STUDY TEXT:
%%
Here is a counterfactual: if Gina Raimondo were US vice-president, rather than commerce secretary, would Democrats be so accepting of Joe Biden’s decision to run again? My guess is almost certainly not.
Since it is Kamala Harris, not the highly regarded Raimondo, who is next in line, almost no Democrat is pressing for Biden to step aside. Fairly or not, few think Harris could beat Donald Trump. As a result, Democrats and much of the “mainstream” media are working off an invisible memo that tells them to avoid talking about Biden’s age.
This cannot last. Forget Republicans and independents: a majority of Democratic voters think Biden, who will turn 81 in November, should not run for a second term. That means the vice-president will be an unusually big factor next year. To those who say a running mate’s popularity never alters US election outcomes, there are two responses.
First, history is a useless guide. It has twice told us that Trump could not be the Republican nominee. That looks on course to being twice disproved.
The second consists of two words: Sarah Palin. I defy any US political scientist to put their hand on heart and say Palin’s presence on the ageing John McCain’s ticket did not harm his chances against Barack Obama in 2008 — especially after the collapse of Lehman Brothers.
Either way, Republicans, such as Nikki Haley, one of next year’s presidential contenders, have made it clear Harris will be the target. “If you vote for Joe Biden you really are counting on a President Harris,” Haley said recently.
Assigning the blame for Harris’s languishing profile — the vice-president’s office or the Oval Office — is an exercise in futility. It is hard to believe Biden was trying to boost Harris’s profile when he asked her to tackle the root causes of illegal immigration.
%%
[Stored items]
%%
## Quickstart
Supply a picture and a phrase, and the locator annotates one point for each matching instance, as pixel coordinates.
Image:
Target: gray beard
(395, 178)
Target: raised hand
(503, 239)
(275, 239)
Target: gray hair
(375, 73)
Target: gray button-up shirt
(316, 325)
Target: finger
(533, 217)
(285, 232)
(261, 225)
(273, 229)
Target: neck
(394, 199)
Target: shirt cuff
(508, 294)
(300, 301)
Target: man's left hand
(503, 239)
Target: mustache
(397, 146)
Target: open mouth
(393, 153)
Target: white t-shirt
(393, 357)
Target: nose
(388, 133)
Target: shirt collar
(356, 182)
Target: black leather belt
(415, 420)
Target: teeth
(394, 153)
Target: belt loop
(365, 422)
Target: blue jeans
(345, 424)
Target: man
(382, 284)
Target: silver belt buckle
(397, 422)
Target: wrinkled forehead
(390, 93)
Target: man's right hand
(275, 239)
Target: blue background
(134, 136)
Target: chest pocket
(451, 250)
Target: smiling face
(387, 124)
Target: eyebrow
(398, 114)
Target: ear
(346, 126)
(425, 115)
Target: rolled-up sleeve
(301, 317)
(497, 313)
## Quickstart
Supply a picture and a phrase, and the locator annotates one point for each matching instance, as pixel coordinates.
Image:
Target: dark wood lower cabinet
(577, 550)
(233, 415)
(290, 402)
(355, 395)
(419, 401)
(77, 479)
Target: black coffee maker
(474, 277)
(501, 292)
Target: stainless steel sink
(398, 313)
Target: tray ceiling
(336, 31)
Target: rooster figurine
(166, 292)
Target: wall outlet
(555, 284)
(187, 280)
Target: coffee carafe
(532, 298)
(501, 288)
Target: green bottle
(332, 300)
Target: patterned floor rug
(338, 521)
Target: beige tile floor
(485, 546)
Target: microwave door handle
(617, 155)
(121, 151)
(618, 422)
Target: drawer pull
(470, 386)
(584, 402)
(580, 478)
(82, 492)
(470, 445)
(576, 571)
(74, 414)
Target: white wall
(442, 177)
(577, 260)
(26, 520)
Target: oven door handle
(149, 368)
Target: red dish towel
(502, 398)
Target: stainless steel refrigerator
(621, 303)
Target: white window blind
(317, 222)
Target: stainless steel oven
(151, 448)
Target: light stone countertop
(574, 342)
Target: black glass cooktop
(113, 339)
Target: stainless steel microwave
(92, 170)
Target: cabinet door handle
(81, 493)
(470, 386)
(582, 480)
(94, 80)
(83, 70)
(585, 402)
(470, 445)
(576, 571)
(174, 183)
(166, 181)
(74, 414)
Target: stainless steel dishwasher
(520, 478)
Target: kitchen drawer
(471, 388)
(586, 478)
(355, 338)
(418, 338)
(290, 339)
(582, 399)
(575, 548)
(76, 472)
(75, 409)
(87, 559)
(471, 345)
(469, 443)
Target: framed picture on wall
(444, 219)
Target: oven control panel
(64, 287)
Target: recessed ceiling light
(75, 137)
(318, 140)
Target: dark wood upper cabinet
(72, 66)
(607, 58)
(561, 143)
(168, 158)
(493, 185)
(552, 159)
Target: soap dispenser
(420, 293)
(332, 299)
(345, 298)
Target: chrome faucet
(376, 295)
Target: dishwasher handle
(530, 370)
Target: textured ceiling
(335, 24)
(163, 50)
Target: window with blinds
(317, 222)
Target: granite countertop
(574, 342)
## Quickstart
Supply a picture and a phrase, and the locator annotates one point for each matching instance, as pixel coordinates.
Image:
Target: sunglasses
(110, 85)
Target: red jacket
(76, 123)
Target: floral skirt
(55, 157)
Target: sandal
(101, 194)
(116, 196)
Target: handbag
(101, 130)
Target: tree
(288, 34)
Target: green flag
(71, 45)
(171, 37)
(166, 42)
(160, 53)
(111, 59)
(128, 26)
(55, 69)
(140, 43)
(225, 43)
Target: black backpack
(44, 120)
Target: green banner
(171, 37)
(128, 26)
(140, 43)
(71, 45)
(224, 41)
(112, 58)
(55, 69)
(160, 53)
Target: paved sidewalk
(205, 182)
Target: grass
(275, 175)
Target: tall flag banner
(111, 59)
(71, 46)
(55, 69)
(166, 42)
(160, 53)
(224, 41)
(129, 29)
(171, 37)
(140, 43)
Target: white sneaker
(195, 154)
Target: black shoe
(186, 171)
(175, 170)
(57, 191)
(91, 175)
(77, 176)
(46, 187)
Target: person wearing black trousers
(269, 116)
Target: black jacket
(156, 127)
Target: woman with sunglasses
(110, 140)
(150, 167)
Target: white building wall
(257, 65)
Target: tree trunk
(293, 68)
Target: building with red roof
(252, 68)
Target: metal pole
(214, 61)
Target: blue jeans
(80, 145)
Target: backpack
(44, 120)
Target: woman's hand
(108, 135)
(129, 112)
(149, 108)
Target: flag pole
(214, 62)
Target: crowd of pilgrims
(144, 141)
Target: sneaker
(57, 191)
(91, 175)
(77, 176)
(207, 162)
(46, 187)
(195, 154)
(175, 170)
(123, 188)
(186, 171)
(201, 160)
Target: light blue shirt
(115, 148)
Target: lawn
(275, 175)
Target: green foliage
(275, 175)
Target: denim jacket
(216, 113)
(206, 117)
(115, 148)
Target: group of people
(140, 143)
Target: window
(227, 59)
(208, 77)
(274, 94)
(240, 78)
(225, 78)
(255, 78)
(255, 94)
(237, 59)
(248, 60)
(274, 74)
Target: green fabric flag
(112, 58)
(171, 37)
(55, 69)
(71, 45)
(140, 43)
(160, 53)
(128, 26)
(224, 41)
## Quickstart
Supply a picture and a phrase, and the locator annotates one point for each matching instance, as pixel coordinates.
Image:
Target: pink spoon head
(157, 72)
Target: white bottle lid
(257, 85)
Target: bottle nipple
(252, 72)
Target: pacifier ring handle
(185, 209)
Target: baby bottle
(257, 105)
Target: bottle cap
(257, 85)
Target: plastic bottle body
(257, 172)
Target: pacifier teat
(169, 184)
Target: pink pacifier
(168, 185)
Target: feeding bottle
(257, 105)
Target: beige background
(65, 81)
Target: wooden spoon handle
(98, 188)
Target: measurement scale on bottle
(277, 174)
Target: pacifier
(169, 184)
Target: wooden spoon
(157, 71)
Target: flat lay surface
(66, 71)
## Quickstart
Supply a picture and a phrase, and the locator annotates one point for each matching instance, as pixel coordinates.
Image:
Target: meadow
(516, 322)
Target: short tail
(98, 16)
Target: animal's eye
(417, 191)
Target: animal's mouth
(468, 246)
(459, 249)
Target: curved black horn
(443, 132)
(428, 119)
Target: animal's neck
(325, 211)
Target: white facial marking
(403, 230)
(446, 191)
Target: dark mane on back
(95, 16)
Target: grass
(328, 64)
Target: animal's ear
%%
TASKS FOR THIS EXERCISE:
1. According to the column on Biden and Harris, why is almost no Democrat pressing Biden to step aside? Answer in one to three sentences.
2. Decide whether each statement agrees with the column on Biden and Harris. Answer yes or no for each, and quote the words of the column that decide it.
(a) Biden will turn 81 in November.
(b) Nikki Haley is one of next year's presidential contenders.
(c) Gina Raimondo is the US vice-president.
3. Rename "history" to "the past" in the column on Biden and Harris, and give the passage between "This cannot last." and "being twice disproved.", inclusive.
These rows are separate material and are not part of the text.

ANSWERS PROVIDED:
1. Almost no Democrat is pressing Biden to step aside because Kamala Harris, not Gina Raimondo, is next in line. Few think Harris could beat Donald Trump.

2.
(a) Yes: "who will turn 81 in November"
(b) Yes: "one of next year’s presidential contenders"
(c) No: "Since it is Kamala Harris, not the highly regarded Raimondo, who is next in line"

3.
This cannot last. Forget Republicans and independents: a majority of Democratic voters think Biden, who will turn 81 in November, should not run for a second term. That means the vice-president will be an unusually big factor next year. To those who say a running mate’s popularity never alters US election outcomes, there are two responses.
First, the past is a useless guide. It has twice told us that Trump could not be the Republican nominee. That looks on course to being twice disproved.